--- Listing ---
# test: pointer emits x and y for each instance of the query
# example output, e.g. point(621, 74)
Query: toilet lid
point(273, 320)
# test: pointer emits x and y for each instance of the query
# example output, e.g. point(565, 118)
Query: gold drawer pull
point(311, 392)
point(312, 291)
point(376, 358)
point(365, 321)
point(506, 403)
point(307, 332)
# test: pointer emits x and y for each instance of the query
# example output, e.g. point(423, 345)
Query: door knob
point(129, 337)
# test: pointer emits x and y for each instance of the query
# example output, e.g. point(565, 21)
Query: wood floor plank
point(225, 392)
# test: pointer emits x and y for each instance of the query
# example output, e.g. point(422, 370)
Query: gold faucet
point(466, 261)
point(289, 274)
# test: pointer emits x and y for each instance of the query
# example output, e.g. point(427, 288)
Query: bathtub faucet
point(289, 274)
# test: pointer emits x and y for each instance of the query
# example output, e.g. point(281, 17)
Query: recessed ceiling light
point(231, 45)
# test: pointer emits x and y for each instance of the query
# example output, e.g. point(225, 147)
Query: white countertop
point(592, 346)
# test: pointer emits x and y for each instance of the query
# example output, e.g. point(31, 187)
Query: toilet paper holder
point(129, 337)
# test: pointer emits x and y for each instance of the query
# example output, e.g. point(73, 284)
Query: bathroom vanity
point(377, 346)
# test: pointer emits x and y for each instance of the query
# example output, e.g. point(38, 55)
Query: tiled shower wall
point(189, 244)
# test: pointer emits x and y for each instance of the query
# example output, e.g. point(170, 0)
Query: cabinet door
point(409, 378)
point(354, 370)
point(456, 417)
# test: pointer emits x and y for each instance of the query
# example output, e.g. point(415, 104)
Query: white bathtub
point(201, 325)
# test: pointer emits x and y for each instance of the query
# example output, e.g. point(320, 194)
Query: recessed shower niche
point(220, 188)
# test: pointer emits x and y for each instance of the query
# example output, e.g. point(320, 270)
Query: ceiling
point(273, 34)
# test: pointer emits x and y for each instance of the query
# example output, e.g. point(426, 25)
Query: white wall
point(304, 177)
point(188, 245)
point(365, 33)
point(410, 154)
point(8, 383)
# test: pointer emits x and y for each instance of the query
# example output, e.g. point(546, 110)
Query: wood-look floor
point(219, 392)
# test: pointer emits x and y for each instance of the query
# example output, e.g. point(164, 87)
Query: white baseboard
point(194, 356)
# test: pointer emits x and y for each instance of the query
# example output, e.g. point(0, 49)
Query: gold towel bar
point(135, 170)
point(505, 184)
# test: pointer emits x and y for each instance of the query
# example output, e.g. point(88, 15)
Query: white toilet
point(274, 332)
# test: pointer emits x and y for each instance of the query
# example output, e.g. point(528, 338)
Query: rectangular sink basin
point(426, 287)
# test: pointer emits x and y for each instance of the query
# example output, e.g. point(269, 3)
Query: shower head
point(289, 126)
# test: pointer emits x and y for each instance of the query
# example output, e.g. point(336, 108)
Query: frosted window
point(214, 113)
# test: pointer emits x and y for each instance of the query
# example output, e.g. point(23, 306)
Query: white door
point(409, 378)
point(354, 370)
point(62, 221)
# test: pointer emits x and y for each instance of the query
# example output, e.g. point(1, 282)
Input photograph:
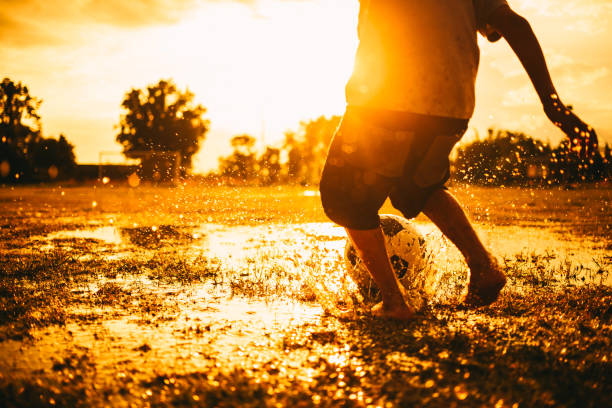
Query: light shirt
point(420, 56)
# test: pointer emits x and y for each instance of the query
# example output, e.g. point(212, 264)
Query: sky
point(262, 66)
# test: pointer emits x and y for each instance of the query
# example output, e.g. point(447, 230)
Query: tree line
point(25, 154)
point(163, 118)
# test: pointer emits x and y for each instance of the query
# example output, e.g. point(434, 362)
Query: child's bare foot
point(400, 312)
point(486, 281)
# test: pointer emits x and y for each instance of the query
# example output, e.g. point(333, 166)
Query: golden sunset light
point(305, 203)
point(261, 66)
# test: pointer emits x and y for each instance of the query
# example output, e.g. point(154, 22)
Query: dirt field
point(218, 296)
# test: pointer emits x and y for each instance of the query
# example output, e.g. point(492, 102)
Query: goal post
point(154, 166)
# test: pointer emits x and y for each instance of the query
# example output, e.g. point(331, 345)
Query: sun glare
point(281, 62)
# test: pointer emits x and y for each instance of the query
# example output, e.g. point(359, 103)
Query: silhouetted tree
point(162, 118)
point(24, 154)
point(19, 128)
point(506, 158)
point(307, 149)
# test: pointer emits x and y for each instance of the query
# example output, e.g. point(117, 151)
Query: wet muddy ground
point(216, 296)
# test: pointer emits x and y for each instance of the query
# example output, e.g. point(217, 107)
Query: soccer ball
point(407, 253)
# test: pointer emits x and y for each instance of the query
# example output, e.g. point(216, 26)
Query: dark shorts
point(378, 154)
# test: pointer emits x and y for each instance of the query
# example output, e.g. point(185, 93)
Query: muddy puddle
point(294, 246)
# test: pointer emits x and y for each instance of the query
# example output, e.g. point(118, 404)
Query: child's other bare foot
point(486, 281)
point(399, 312)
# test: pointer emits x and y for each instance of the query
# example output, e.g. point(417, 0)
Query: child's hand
point(583, 139)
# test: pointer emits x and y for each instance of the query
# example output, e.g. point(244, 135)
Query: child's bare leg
point(486, 277)
point(370, 246)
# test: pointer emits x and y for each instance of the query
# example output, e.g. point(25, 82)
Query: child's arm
---
Work to do:
Can you quote the material verbatim, from its first line through the line that contains "point(456, 417)", and include both of those lines?

Expected output:
# test: pointer emits x and y for each instance of the query
# example output, e.g. point(621, 74)
Query: toilet lid
point(273, 320)
# test: pointer emits x and y for each instance of the query
# example output, e.g. point(565, 118)
Query: gold drawer pull
point(311, 392)
point(312, 291)
point(376, 358)
point(365, 321)
point(506, 403)
point(307, 332)
# test: pointer emits x and y for each instance of the query
# example output, e.g. point(423, 345)
Query: door knob
point(129, 337)
# test: pointer emits x and y for each instance of the query
# example output, e.g. point(565, 21)
Query: wood floor plank
point(225, 392)
# test: pointer emits x and y for each instance of the query
# example output, e.g. point(422, 370)
Query: gold faucet
point(466, 261)
point(289, 274)
# test: pointer emits x and y for each instance of the query
# example output, e.g. point(427, 288)
Query: bathtub faucet
point(289, 274)
# test: pointer emits x and y for each instance of the query
# example output, e.g. point(281, 17)
Query: recessed ceiling light
point(231, 45)
# test: pointer emits x and y for each instance of the query
# example output, e.g. point(225, 147)
Query: white countertop
point(592, 346)
# test: pointer emits x and y for each instance of the query
# example output, e.g. point(31, 187)
Query: toilet paper holder
point(129, 337)
# test: pointer emits x and y for each instance of the query
# example output, e.g. point(73, 284)
Query: bathroom vanity
point(377, 346)
# test: pointer emits x and y for each instance of the query
# example output, e.g. point(38, 55)
Query: tiled shower wall
point(189, 244)
# test: pointer emits x and y for each instance of the query
# example output, e.g. point(170, 0)
Query: cabinet door
point(409, 378)
point(354, 370)
point(456, 417)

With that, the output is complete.